#### SELECTED EXCERPT ####

Melanie founded Canva in 2012 and to date has raised over $6 million in VC funding.
Melanie, welcome to the show.
Melanie Perkins (00:58.250)
Thank you so much for having me.
Omer (01:00.330)
So I've told our audience just a little bit about you.
Tell us in your own words a little bit more about you personally and then give us an overview of your product and business.
Melanie Perkins (01:09.130)
Yeah, sure.
I actually came up with the idea for Canva when I was at university.
I was teaching design programs and I was so difficult to use and challenging that I realized that in the future design would be entirely different.
And so that was where the idea for Canva was born and I started my first company which actually took that concept to the yearbook market and enabled people to create beautiful designed yearbooks online.
And then a few years ago we started out on the journey to take that technology to the much wider market to enable everyone to design.
And that's where the idea for Canva was born.
And we've launched just over a year ago.
We've now got 800,000 users.
We've created 5.5 million designs.
So it's been pretty crazy.
Omer (01:49.830)
Wow.
Now, before we dive into more details, we like to kick things off with a success quote to better understand what drives and motivates our guests.
What is one of your favorite success?
Melanie Perkins (02:01.410)
I actually have two favorite success quotes.
So one is from Seth Godden.
Persistence isn't using the same tactics over and over.
Persistence is having the same goal over and over.
And another one is from Steve Jobs.
You've got to start with the customer experience and work backwards towards the technology, not the other way around.
I think they're both very important quotes.
Omer (02:22.770)
I love both of them.
Can you give me an example of maybe how one or both of those quotes have helped you in your life?
Melanie Perkins (02:28.950)
Absolutely.
From coming up with the idea for Canva, it was been seven years from then until this moment now, and we're still just unfolding the vision for what Canva is.
And so it really has, you know, it took such a long time to Hire our team.
It took such a long time to raise funding.
It was really having the same goal for many, many years and having just to continuously persist to actually get to that point.
And then with the Steve Jobs quote, really I came up with this idea before I had any business experience experience or any technology experience or marketing experience or any other experience.
I was just at university and so I think that knowing what I wanted to create was definitely the most forefront thing in my mind.
And then we had to work backwards to actually build that with the technology and building an incredible team around it.
Omer (03:15.920)
Now before we talk about Canva, I want to talk a little bit more about you.
Tell me a little bit more about what you were doing before you started Canva.
Melanie Perkins (03:25.490)
I was at university and I was studying communication, psychology and commerce and every school break we travel a lot and I was also teaching design programs as a part time job.
So that was, yeah, that was my background at that point in time.
Omer (03:45.810)
Now when did you start your first business?
Melanie Perkins (03:49.410)
My very first business, I was actually about 14 and I made scarves and sold them to women's boutiques around my hometown in Perth.
But my, my first proper business was Fusionbooks and that was the online design system for school yearbooks.
Omer (04:06.670)
And so how did you get started with that business?
Melanie Perkins (04:10.990)
I came up with the idea and then hired a software development company to help build our first prototype with my business partner, Cliff Obret.

#### SUPPLIED INFORMATION ####

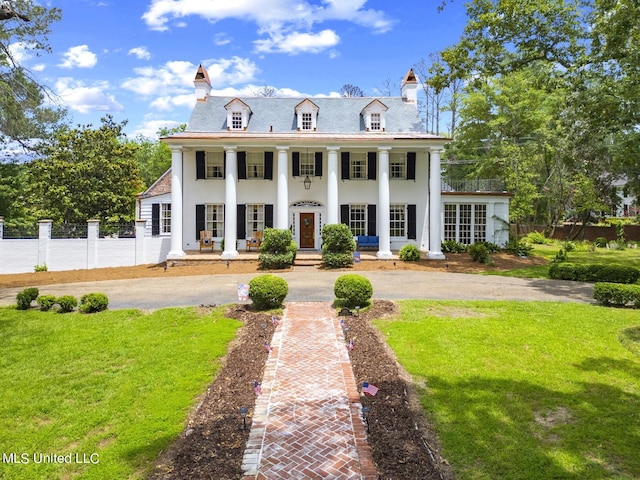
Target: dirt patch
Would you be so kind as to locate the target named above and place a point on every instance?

####

EXERCISE INSTRUCTIONS:
1/ Answer these about the interview with Melanie Perkins:
(a) How many users does she say Canva now has?
(b) What did she make and sell at about age 14?
(c) What was her first proper business?
2/ Write the next part of the interview with Melanie Perkins, picking up after her last reply.
The material has no connection to the interview with Melanie Perkins.

TASK-BY-TASK OUTPUTS:
1/
(a) 800,000 users.
(b) Scarves, which she sold to women's boutiques around her hometown in Perth.
(c) Fusionbooks, an online design system for school yearbooks.

2/
And just we had to become profitable really quickly because if we didn't, we'd have no business very quickly.
And so each year we'd build the company, we turn a profit and then we'd reinvest that back into the company.
And then that just grew very organically.
We had no outside funding.
Omer (04:39.260)
Now when I looked at Fusion Yearbooks, there were elements that reminded me of Canva.
You know, things like simple drag and drop design tools, automatic layouts, headlines that tell you things like design in less than 60 seconds.
You know, it seemed like Canva in the making.
Was that happening as you were building that company or did Fusion Yearbook sort of change to become like that after Canva launched?
Melanie Perkins (05:07.190)
Actually it's quite funny.
In 2008 we're in a program called WA Inventor of the Air Western Australia, which is where I'm from.
And we had the first page that was a multi user online publishing platform.
Not very snappy, but that, that was exactly what we've built now.
So we'd been filing patents back in 2008 based on what Canva is today.
So absolutely the big vision really came into fruition right back then.
And then we applied that to the niche market of school yearbooks.
So Fusionbooks was definitely the catalyst for Canva.
Omer (05:43.330)
Are you still involved with that business or did you sell it?
Melanie Perkins (05:46.930)
No, I'm still part owner in the business.
We have a great team working on that company and that's growing every year too.
Omer (05:54.430)
Awesome.
Okay, Melanie, let's talk about the early days of Canva and explore how you got started.
So you came up with this idea and it sounds like this idea was incubating for a while.
At what point did you decide that you were ready to build this next business?
Melanie Perkins (06:13.070)
Yeah, people kept asking us with Fusion Books, can they use it for other products, can they use it to design their school yearbooks and their marketing materials and their social media?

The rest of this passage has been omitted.